_Exercise prompt_:
Once you have read the data below, set it all down again exactly.

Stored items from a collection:
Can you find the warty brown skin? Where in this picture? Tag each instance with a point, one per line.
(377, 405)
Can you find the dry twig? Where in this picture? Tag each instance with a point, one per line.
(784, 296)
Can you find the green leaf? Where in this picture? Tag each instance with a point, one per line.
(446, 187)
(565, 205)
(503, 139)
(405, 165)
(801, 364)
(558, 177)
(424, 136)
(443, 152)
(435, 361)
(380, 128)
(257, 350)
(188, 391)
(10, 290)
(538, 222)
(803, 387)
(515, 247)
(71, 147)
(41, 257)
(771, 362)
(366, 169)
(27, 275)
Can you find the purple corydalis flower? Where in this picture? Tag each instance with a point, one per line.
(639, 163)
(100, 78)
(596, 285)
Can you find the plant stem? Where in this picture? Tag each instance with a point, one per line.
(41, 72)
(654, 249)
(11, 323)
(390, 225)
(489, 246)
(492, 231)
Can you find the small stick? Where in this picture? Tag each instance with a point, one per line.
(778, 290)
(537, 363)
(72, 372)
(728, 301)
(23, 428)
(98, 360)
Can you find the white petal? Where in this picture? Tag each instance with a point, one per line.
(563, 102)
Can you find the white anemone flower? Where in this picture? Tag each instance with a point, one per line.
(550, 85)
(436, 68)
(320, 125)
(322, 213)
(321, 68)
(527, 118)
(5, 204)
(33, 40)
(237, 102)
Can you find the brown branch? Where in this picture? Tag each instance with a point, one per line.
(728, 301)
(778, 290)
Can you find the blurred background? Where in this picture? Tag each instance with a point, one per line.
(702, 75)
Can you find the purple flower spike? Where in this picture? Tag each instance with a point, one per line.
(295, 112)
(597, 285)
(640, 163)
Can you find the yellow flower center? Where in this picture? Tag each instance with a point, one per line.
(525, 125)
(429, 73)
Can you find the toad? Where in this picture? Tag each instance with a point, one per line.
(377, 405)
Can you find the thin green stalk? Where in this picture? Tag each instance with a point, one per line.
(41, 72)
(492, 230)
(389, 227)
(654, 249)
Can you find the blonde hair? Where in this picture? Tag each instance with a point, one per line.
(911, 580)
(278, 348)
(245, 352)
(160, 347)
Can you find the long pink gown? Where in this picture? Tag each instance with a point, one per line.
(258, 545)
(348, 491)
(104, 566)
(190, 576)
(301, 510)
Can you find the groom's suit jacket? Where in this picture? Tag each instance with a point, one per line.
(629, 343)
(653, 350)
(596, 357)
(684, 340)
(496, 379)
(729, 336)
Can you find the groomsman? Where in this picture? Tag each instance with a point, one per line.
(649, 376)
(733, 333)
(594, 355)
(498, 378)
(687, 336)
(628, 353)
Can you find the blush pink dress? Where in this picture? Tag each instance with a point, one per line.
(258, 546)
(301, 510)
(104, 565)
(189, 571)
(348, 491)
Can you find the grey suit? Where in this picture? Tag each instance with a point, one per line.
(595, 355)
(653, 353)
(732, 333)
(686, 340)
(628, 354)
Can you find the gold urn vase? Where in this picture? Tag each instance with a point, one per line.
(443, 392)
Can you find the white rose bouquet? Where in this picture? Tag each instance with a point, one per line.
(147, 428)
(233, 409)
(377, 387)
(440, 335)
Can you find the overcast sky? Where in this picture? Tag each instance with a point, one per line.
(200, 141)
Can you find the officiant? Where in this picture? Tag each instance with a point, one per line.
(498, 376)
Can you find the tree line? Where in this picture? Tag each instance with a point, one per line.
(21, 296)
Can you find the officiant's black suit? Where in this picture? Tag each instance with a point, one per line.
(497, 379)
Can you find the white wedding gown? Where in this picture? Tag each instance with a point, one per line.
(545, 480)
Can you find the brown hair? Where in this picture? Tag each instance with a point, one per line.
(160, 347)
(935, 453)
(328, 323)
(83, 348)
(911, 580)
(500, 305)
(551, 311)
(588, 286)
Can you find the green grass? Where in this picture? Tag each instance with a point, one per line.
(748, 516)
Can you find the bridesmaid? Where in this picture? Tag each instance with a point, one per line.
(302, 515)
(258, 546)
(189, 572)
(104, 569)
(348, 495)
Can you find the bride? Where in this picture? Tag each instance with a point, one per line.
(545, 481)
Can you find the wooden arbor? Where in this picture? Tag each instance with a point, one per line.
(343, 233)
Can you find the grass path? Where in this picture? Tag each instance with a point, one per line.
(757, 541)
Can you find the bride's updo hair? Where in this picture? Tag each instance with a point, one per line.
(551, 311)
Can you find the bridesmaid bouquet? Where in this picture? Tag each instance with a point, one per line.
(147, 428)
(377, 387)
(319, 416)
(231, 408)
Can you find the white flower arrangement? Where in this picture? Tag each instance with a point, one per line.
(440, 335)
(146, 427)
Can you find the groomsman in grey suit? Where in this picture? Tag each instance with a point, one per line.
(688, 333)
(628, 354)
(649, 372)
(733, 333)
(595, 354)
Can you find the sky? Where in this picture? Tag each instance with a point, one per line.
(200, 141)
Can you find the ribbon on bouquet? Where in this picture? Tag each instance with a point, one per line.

_Task response_:
Can you find the warty brown skin? Where in this picture? Tag each instance with a point, one per line.
(377, 405)
Can you find the dry twig? Where in this picture? Tag each instance with a point, one per line.
(784, 296)
Can you find the green leaf? Where in this picture? Tag each instance with a point, one per line.
(446, 187)
(565, 205)
(503, 139)
(405, 165)
(801, 364)
(558, 177)
(424, 136)
(443, 152)
(435, 361)
(380, 128)
(257, 350)
(188, 391)
(10, 290)
(538, 222)
(803, 387)
(515, 247)
(71, 147)
(41, 257)
(771, 362)
(366, 169)
(27, 275)
Can you find the purple corydalis flower? Where in this picture? Tag each instance with a point, one per line.
(639, 163)
(100, 78)
(596, 285)
Can you find the plant stem? Where in this picture? Tag each instance with a point, one per line.
(41, 72)
(654, 249)
(11, 323)
(390, 225)
(489, 246)
(492, 231)
Can you find the small stick? Where in this picture? Tag each instance with a point, one per line.
(778, 290)
(537, 363)
(72, 372)
(728, 301)
(23, 428)
(98, 360)
Can you find the white petal? Where in this picture? Tag each instance with a point, one per line.
(563, 102)
Can you find the white anemone flower? Where in this picture? Tag each instance with a point, one per line.
(550, 85)
(436, 68)
(320, 125)
(322, 213)
(321, 68)
(527, 118)
(5, 204)
(33, 40)
(237, 102)
Can you find the brown branch? Where in this picture? Tag each instance with a point, one per line.
(728, 301)
(778, 290)
Can you find the blurred background? Where in this picture? Tag each instance with a point, one per line.
(702, 75)
Can you find the purple flower spike? Where in this picture? Tag each instance with a point, one per line.
(295, 112)
(597, 285)
(640, 163)
Can you find the yellow flower center? Where in this picture? Tag each instance with a point, one per line.
(525, 125)
(429, 73)
Can you find the toad? Where in this picture? Tag each instance with a point, one per line.
(377, 405)
Can you find the thin green stalk? Where in this picture? Tag each instance with a point, one per line.
(41, 72)
(492, 230)
(389, 227)
(654, 249)
Can you find the blonde hair? Where in this picture? Tag each instance with a point, one per line.
(911, 580)
(278, 348)
(245, 352)
(160, 347)
Can you find the long pink gown? Where in this picture? Tag each instance with a point, one per line.
(258, 545)
(348, 491)
(104, 566)
(190, 576)
(301, 510)
Can you find the groom's suit jacket? Where in this picture? Tag each instance with a point, one per line.
(629, 343)
(653, 350)
(596, 357)
(684, 340)
(496, 379)
(729, 336)
Can you find the groomsman? Where in this picture? Tag each instance with a point, one per line.
(649, 376)
(733, 333)
(594, 355)
(498, 378)
(687, 336)
(628, 353)
Can you find the blush pink dress? Where in this picture? Tag each instance with a point, one per line.
(258, 546)
(301, 510)
(104, 565)
(189, 571)
(348, 491)
Can you find the grey suit? Where in this picture? Tag each instance with a point, one per line.
(595, 355)
(653, 353)
(732, 333)
(686, 340)
(628, 354)
Can you find the gold urn vase? Where in this picture? Tag each instance with a point, one per line.
(443, 392)
Can you find the white rose bouquet? Where in this picture? Tag each instance with a point, one per line.
(147, 428)
(233, 409)
(377, 387)
(440, 335)
Can you find the overcast sky? Where in this picture? Tag each instance with a point, one per line.
(200, 141)
Can you find the officiant? Where in this picture? Tag each instance with a point, one per line.
(498, 376)
Can you find the tree line? Where in this picture? Tag each instance with a point, one per line.
(21, 296)
Can you find the officiant's black suit? Where in this picture? Tag each instance with a point, one per line.
(497, 379)
Can you find the white wedding gown? Where in this picture? Tag each instance with a point, one per line.
(545, 480)
Can you find the brown hair? Where in this picture? Tag each instance with a point, one per line.
(160, 347)
(935, 453)
(328, 323)
(83, 348)
(911, 580)
(500, 305)
(551, 311)
(588, 286)
Can you find the green grass? Where in this picture? Tag each instance with a point, one per line.
(748, 516)
Can you find the bridesmaid? Where in this picture? Tag each instance with a point, one per line.
(302, 515)
(258, 546)
(189, 572)
(104, 569)
(348, 495)
Can you find the bride? Where in this picture? Tag each instance with a point, one per line.
(545, 481)
Can you find the wooden arbor? Where in this picture? Tag each instance with a point, one per line.
(343, 233)
Can you find the grass path? Where in this picture? Tag each instance with a point, one per line.
(757, 541)
Can you find the bride's updo hair? Where in this picture? Tag each instance with a point, one per line.
(551, 311)
Can you find the bridesmaid bouquet? Where in this picture? Tag each instance with a point, one per line.
(147, 428)
(377, 387)
(319, 416)
(231, 408)
Can you find the white flower arrangement? Where in this picture? Tag each instance with a point, one per line.
(440, 335)
(146, 427)
Can you find the groomsman in grey suit? Where in this picture? Tag each instance with a point, one per line.
(688, 333)
(628, 354)
(649, 372)
(733, 333)
(595, 354)
Can you find the sky? Where in this picture? Tag each instance with a point, one per line.
(200, 141)
Can you find the ribbon on bouquet? Where in this picture? Tag each instance with a point, one per line.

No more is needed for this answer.